THE REQUEST:
Exactly repeat the material, dropping only the pictures.

MATERIAL FOR THIS TASK:
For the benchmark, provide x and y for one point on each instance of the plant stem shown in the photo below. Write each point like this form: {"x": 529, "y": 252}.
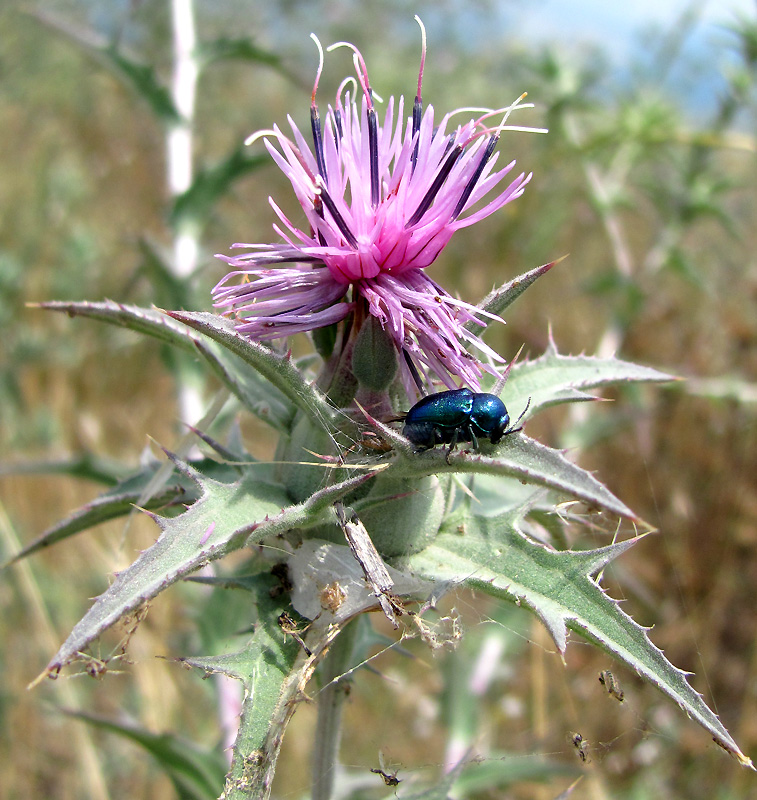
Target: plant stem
{"x": 330, "y": 701}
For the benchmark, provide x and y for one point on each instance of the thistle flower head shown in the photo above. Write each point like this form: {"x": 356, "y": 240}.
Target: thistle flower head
{"x": 382, "y": 197}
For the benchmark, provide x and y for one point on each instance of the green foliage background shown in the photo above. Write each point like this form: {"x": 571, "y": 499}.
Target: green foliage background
{"x": 652, "y": 197}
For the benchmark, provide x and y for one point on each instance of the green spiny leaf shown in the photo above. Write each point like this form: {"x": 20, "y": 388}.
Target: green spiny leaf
{"x": 520, "y": 457}
{"x": 498, "y": 300}
{"x": 553, "y": 378}
{"x": 196, "y": 774}
{"x": 121, "y": 500}
{"x": 253, "y": 391}
{"x": 225, "y": 518}
{"x": 278, "y": 369}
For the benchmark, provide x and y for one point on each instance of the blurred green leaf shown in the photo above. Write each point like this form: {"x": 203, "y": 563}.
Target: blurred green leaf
{"x": 561, "y": 589}
{"x": 139, "y": 78}
{"x": 226, "y": 48}
{"x": 194, "y": 207}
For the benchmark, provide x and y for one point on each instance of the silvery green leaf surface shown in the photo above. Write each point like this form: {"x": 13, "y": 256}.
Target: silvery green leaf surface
{"x": 263, "y": 666}
{"x": 237, "y": 373}
{"x": 122, "y": 499}
{"x": 499, "y": 299}
{"x": 491, "y": 555}
{"x": 554, "y": 378}
{"x": 279, "y": 369}
{"x": 520, "y": 457}
{"x": 274, "y": 668}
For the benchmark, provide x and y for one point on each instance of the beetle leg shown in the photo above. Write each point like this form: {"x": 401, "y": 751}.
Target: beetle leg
{"x": 474, "y": 440}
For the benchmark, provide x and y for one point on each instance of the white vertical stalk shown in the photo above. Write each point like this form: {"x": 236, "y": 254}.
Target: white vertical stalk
{"x": 186, "y": 248}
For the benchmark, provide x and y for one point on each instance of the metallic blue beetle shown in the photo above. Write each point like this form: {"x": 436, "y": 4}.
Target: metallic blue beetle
{"x": 459, "y": 415}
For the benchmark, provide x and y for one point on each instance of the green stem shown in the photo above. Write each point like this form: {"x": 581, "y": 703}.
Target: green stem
{"x": 328, "y": 731}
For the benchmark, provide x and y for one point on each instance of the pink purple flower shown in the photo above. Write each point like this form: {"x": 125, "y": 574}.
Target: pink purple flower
{"x": 382, "y": 198}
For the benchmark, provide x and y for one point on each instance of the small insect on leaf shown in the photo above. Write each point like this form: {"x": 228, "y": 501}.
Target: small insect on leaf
{"x": 458, "y": 415}
{"x": 581, "y": 745}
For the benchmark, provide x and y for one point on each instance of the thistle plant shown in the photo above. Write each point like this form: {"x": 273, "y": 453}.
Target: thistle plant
{"x": 351, "y": 516}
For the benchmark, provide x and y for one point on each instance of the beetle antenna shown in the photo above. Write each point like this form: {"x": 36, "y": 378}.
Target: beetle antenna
{"x": 413, "y": 371}
{"x": 500, "y": 384}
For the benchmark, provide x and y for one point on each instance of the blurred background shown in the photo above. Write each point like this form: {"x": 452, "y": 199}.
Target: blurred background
{"x": 646, "y": 180}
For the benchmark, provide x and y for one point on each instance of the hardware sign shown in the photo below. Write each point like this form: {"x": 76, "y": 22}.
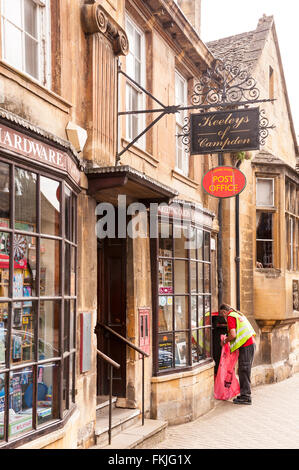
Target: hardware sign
{"x": 225, "y": 131}
{"x": 224, "y": 181}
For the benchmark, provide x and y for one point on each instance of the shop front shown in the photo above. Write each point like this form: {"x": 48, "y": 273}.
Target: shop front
{"x": 39, "y": 179}
{"x": 182, "y": 271}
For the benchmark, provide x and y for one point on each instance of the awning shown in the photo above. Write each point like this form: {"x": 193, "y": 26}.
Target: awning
{"x": 107, "y": 183}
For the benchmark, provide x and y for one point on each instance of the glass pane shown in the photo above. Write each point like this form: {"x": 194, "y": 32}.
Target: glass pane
{"x": 137, "y": 71}
{"x": 180, "y": 250}
{"x": 181, "y": 349}
{"x": 24, "y": 280}
{"x": 165, "y": 351}
{"x": 206, "y": 246}
{"x": 199, "y": 243}
{"x": 30, "y": 18}
{"x": 50, "y": 268}
{"x": 65, "y": 391}
{"x": 67, "y": 269}
{"x": 165, "y": 313}
{"x": 181, "y": 313}
{"x": 4, "y": 263}
{"x": 47, "y": 404}
{"x": 264, "y": 192}
{"x": 3, "y": 335}
{"x": 66, "y": 336}
{"x": 165, "y": 276}
{"x": 165, "y": 239}
{"x": 49, "y": 319}
{"x": 207, "y": 278}
{"x": 200, "y": 307}
{"x": 193, "y": 311}
{"x": 12, "y": 35}
{"x": 264, "y": 225}
{"x": 21, "y": 393}
{"x": 13, "y": 11}
{"x": 193, "y": 279}
{"x": 50, "y": 206}
{"x": 195, "y": 350}
{"x": 200, "y": 286}
{"x": 4, "y": 195}
{"x": 137, "y": 45}
{"x": 2, "y": 404}
{"x": 72, "y": 324}
{"x": 181, "y": 277}
{"x": 264, "y": 254}
{"x": 24, "y": 318}
{"x": 31, "y": 56}
{"x": 73, "y": 271}
{"x": 25, "y": 200}
{"x": 207, "y": 339}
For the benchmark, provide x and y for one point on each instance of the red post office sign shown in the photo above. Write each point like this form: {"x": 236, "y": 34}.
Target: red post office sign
{"x": 224, "y": 181}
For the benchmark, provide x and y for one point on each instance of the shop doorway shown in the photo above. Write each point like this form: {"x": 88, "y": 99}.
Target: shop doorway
{"x": 112, "y": 313}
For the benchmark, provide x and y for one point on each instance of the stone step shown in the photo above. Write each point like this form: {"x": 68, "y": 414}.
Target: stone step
{"x": 137, "y": 436}
{"x": 122, "y": 418}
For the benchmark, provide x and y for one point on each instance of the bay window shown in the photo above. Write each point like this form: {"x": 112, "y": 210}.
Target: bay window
{"x": 184, "y": 297}
{"x": 37, "y": 300}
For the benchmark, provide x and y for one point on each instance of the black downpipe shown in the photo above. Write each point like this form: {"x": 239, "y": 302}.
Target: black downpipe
{"x": 219, "y": 244}
{"x": 237, "y": 259}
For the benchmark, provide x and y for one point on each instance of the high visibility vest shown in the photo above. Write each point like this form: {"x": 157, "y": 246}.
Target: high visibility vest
{"x": 243, "y": 329}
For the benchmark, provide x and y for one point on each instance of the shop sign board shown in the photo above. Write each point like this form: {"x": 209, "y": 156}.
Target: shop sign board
{"x": 224, "y": 131}
{"x": 224, "y": 181}
{"x": 38, "y": 151}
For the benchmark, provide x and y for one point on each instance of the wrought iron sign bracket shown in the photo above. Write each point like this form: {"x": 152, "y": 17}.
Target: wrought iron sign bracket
{"x": 223, "y": 86}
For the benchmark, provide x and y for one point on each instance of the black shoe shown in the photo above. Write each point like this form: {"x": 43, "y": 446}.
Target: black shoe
{"x": 242, "y": 400}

FULL OUTPUT:
For the benchmark, provide x and y for one point on each instance of the plant stem shown in the photo below. Write each point like this form: {"x": 529, "y": 252}.
Target: plant stem
{"x": 330, "y": 701}
For the benchmark, provide x and y for one point on each instance of the thistle flower head shown in the photo above. Write each point like this form: {"x": 356, "y": 240}.
Target: thistle flower head
{"x": 382, "y": 197}
For the benchmark, provide x and y for one point on each instance of the green foliage background shown in the photo above. Write each point like this form: {"x": 571, "y": 499}.
Target: green foliage background
{"x": 652, "y": 197}
For the benchmark, provide x and y for one point on each instance of the green spiny leaf shown in the photo above. Write each point like this form: {"x": 20, "y": 388}.
Target: green spiny leaf
{"x": 520, "y": 457}
{"x": 498, "y": 300}
{"x": 553, "y": 378}
{"x": 196, "y": 774}
{"x": 121, "y": 500}
{"x": 253, "y": 391}
{"x": 225, "y": 518}
{"x": 278, "y": 369}
For the benchmark, provide x and y for one point on each instance of the blurred green leaf shown in the photo above. Write each point like this form: {"x": 203, "y": 563}.
Target: blurred green leaf
{"x": 561, "y": 589}
{"x": 139, "y": 78}
{"x": 226, "y": 48}
{"x": 194, "y": 207}
For the benchmark, provide x and y for one point on each instance of the silvery green leaf surface shown in the photo above. Write each point like this form: {"x": 13, "y": 256}.
Target: silvery green leaf surface
{"x": 263, "y": 666}
{"x": 237, "y": 373}
{"x": 122, "y": 499}
{"x": 499, "y": 299}
{"x": 491, "y": 555}
{"x": 554, "y": 378}
{"x": 279, "y": 369}
{"x": 520, "y": 457}
{"x": 274, "y": 668}
For the benchmark, provide x and y for one point on each instance of the beetle leg shown in the photo above. Write each point like this form: {"x": 401, "y": 751}.
Target: beetle leg
{"x": 474, "y": 440}
For the benchmark, provide x and y for one point on each instance of the white vertical stalk shown in the photo above. Write each point like this form: {"x": 236, "y": 254}.
Target: white vertical stalk
{"x": 186, "y": 248}
For the benchmark, provide x and y for one point on each instance of the metallic blue beetle shown in the photo above. Write each point like this form: {"x": 436, "y": 4}.
Target: metallic blue beetle
{"x": 459, "y": 415}
For the benchmark, provide x and y for one point on each instance of the green stem shown in the photo above. Write each point like this form: {"x": 581, "y": 703}.
Target: green stem
{"x": 328, "y": 731}
For the benchmark, provide x and y for one point on each instance of the pink purple flower shown in the photo above. Write each point like this form: {"x": 125, "y": 574}.
Target: pink purple flower
{"x": 382, "y": 198}
For the benchmark, provide x and y for one point on each instance of the small insect on leaf shown in the photo above. Write each point like this form: {"x": 228, "y": 501}.
Target: small insect on leaf
{"x": 458, "y": 415}
{"x": 581, "y": 745}
For the benchmark, provide x and y for one point on each instance of the thistle plant shown in the photo above. Write each point like this form: {"x": 273, "y": 453}.
Target: thistle plant
{"x": 351, "y": 516}
For the benchmark, provide x and y for one point on each instance of the beetle antenna shown in the photo above. Write each point like this form: {"x": 36, "y": 378}.
Target: beetle antenna
{"x": 413, "y": 371}
{"x": 500, "y": 384}
For the benchmark, provide x and y for one point on each instance of the blurred background shown in the photo above. Write each point like this form: {"x": 452, "y": 199}.
Target: blurred background
{"x": 646, "y": 180}
For the benchmark, provide x and y for one point on each instance of the hardware sign shown in the photo below. Write each point like this form: {"x": 76, "y": 22}.
Target: hardware sign
{"x": 225, "y": 131}
{"x": 224, "y": 181}
For the benchmark, provide x and y for one point on each instance of the shop front shown in the photo above. Write each point like this form: {"x": 48, "y": 273}.
Target: shop front
{"x": 39, "y": 179}
{"x": 182, "y": 271}
For the benchmark, provide x and y for one point on each instance of the awning shown in the photo above. Write each point like this form: {"x": 193, "y": 26}.
Target: awning
{"x": 107, "y": 183}
For the benchmark, provide x and y for one point on each instance of the glass pane shown in the photo above. Write each point like this form: {"x": 194, "y": 32}.
Target: glass pane
{"x": 137, "y": 71}
{"x": 180, "y": 250}
{"x": 181, "y": 349}
{"x": 24, "y": 280}
{"x": 165, "y": 351}
{"x": 206, "y": 246}
{"x": 199, "y": 243}
{"x": 30, "y": 18}
{"x": 50, "y": 268}
{"x": 65, "y": 391}
{"x": 67, "y": 269}
{"x": 165, "y": 313}
{"x": 181, "y": 313}
{"x": 4, "y": 263}
{"x": 47, "y": 404}
{"x": 264, "y": 192}
{"x": 3, "y": 335}
{"x": 66, "y": 336}
{"x": 165, "y": 276}
{"x": 165, "y": 239}
{"x": 49, "y": 319}
{"x": 207, "y": 278}
{"x": 200, "y": 307}
{"x": 193, "y": 311}
{"x": 12, "y": 35}
{"x": 264, "y": 225}
{"x": 21, "y": 393}
{"x": 13, "y": 11}
{"x": 193, "y": 279}
{"x": 50, "y": 206}
{"x": 195, "y": 350}
{"x": 200, "y": 286}
{"x": 4, "y": 195}
{"x": 137, "y": 45}
{"x": 2, "y": 404}
{"x": 72, "y": 324}
{"x": 181, "y": 277}
{"x": 264, "y": 254}
{"x": 24, "y": 318}
{"x": 31, "y": 56}
{"x": 73, "y": 271}
{"x": 25, "y": 200}
{"x": 207, "y": 339}
For the benchmark, provide x and y for one point on each instance of the red post office sign shown in the photo above. Write each point like this form: {"x": 236, "y": 34}.
Target: red post office sign
{"x": 224, "y": 181}
For the benchmark, provide x and y for one point on each instance of the shop doorway shown in the photo above. Write each point like this form: {"x": 88, "y": 99}.
Target: shop doorway
{"x": 112, "y": 313}
For the benchmark, provide x and y for one point on each instance of the stone step shown in the photo above. Write each point like this form: {"x": 68, "y": 414}.
Target: stone step
{"x": 137, "y": 436}
{"x": 122, "y": 418}
For the benchmark, provide x and y for one point on each instance of the bay window shown in the photo above. Write each point like this form: {"x": 112, "y": 210}.
Target: bay window
{"x": 184, "y": 297}
{"x": 37, "y": 300}
For the benchmark, provide x and y for one point on each instance of the black downpipe shown in the photo above. Write each point like this form: {"x": 239, "y": 302}.
Target: black downpipe
{"x": 219, "y": 244}
{"x": 237, "y": 259}
For the benchmark, provide x and y for one point on each instance of the high visibility vest shown in the photo above. Write each point like this form: {"x": 157, "y": 246}.
Target: high visibility vest
{"x": 243, "y": 329}
For the benchmark, provide x and y for one point on each instance of the shop sign board shown in the photo above. Write each point like this form: {"x": 209, "y": 156}.
Target: shop sign board
{"x": 224, "y": 131}
{"x": 224, "y": 181}
{"x": 38, "y": 151}
For the benchmark, provide x and y for one point on each instance of the wrought iron sign bracket shown in the photo above. Write each point like this form: {"x": 152, "y": 17}.
Target: wrought iron sign bracket
{"x": 223, "y": 86}
For the benchmark, provide x and y for one point on each instance of the black shoe shown in the photo above. Write each point like this form: {"x": 43, "y": 446}.
Target: black shoe
{"x": 242, "y": 400}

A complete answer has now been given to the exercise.